Copy each line below containing "hoof".

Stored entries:
····················

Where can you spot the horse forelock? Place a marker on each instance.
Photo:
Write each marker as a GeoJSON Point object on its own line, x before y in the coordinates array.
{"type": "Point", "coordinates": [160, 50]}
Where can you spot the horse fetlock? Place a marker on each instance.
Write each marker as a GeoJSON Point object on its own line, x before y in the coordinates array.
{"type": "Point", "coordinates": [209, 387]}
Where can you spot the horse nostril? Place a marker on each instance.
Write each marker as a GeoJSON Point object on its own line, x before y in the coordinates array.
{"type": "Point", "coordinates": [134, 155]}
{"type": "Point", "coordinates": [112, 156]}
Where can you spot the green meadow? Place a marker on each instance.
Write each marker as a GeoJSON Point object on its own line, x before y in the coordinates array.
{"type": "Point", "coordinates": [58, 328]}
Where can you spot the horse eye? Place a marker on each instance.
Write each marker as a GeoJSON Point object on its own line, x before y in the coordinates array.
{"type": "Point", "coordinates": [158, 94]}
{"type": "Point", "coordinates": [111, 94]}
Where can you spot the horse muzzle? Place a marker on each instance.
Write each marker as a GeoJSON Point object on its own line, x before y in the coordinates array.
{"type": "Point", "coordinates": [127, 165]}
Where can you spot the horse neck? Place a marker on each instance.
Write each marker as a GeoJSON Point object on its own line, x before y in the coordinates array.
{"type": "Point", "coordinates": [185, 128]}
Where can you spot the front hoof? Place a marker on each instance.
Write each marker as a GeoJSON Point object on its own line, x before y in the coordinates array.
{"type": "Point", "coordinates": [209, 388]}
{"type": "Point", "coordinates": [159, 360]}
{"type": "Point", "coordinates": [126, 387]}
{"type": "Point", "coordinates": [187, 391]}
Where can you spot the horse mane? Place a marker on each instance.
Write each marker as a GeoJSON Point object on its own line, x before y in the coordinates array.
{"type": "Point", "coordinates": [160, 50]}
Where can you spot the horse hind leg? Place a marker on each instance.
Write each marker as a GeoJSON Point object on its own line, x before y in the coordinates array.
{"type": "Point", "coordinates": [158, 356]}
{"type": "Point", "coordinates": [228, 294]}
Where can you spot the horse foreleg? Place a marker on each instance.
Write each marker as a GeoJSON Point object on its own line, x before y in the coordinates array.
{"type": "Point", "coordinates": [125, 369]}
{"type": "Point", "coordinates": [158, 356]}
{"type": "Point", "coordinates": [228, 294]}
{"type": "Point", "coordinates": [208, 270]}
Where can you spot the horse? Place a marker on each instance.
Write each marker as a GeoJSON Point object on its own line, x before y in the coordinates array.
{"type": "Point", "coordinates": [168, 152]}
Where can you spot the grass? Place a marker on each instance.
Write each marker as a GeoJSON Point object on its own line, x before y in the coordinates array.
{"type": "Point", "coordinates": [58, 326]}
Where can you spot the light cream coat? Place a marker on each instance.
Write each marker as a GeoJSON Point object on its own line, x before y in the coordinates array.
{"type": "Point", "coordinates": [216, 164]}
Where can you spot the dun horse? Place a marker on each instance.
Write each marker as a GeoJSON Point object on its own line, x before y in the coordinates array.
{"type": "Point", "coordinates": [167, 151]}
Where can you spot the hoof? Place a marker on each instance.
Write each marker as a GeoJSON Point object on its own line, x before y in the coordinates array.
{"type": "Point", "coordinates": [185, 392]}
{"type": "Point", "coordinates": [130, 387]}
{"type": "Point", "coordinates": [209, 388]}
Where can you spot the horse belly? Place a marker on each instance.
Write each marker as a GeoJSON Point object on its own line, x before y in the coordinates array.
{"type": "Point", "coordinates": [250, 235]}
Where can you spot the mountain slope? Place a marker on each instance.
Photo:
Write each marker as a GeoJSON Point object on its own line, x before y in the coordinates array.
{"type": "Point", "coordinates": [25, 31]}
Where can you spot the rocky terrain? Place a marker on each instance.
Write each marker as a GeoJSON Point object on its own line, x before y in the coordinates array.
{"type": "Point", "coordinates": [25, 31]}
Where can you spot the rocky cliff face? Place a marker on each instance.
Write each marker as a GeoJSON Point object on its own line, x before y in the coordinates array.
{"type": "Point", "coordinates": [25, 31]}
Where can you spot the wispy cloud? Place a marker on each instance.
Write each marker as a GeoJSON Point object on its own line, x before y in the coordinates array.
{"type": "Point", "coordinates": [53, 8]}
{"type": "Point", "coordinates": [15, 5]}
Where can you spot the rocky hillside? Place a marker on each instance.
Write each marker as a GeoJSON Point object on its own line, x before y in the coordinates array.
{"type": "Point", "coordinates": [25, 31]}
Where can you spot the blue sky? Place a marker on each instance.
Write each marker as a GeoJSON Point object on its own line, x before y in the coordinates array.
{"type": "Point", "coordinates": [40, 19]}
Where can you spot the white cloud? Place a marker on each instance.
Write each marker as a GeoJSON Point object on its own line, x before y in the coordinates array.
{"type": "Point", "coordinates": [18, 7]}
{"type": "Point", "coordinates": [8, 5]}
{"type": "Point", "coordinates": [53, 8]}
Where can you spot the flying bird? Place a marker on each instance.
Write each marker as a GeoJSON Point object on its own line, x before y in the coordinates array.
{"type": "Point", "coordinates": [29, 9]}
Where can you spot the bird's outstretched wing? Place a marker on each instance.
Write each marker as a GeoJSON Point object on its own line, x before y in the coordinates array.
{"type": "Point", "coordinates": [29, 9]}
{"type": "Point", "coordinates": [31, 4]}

····················

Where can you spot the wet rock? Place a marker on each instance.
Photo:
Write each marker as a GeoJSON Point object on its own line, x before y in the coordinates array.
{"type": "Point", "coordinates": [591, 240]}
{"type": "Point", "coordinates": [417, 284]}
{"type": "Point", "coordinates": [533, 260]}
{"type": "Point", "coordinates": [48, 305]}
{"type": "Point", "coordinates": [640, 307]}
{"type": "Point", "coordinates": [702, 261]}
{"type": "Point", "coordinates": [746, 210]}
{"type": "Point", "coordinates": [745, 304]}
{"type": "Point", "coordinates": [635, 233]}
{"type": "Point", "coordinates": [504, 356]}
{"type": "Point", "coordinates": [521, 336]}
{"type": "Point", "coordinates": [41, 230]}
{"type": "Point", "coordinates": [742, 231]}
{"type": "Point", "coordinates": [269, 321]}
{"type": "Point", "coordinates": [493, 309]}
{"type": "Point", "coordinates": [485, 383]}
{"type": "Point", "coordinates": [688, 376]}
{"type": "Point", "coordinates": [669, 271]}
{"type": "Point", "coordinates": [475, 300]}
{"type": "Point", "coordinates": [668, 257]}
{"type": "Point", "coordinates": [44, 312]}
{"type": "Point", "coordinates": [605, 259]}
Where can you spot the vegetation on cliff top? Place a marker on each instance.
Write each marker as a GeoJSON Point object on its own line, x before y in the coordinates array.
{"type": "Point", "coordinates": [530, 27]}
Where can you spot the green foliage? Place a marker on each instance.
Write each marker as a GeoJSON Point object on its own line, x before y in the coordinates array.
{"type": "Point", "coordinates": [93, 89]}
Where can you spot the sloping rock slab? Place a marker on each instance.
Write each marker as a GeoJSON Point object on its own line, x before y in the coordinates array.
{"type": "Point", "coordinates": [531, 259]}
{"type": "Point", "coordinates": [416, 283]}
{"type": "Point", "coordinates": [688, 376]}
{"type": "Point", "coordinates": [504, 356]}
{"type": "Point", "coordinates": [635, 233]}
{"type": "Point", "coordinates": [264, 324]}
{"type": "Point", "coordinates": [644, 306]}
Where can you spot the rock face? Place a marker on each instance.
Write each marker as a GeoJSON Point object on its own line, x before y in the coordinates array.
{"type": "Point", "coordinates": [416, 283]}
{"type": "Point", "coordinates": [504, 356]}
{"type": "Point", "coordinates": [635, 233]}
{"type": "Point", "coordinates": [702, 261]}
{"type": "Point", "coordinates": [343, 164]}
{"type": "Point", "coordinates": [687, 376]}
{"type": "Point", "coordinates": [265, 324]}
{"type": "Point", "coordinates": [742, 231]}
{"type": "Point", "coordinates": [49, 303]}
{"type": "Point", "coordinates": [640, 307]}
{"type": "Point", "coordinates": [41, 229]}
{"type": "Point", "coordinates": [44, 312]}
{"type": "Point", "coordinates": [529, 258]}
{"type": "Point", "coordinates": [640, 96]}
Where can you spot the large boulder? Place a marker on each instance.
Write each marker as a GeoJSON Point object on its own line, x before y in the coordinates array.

····················

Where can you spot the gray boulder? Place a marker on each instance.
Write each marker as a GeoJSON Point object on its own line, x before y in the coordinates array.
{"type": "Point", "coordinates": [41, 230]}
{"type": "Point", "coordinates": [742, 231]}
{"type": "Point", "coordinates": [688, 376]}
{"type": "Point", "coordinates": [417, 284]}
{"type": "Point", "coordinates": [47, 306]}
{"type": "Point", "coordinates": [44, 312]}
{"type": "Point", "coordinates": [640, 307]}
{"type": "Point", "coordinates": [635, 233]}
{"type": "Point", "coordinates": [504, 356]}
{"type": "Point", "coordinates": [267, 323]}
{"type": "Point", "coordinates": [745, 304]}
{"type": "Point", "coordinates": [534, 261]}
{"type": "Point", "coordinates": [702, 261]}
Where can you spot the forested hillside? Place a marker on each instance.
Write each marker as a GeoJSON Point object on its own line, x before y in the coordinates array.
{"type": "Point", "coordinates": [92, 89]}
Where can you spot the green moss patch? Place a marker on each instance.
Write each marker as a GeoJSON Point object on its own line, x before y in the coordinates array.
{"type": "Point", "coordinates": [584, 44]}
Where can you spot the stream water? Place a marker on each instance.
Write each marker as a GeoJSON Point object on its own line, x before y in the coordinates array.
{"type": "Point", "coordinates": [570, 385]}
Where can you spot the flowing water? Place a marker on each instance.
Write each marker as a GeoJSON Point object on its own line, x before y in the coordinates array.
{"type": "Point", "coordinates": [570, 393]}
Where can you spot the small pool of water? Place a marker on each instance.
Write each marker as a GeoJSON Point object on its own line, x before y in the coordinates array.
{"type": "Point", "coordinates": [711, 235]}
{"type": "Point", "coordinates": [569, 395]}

····················

* Answer to this task *
Where can you spot the front hoof? Place a marker on each instance.
Where can you spot the hoof? Place a marker on each instance.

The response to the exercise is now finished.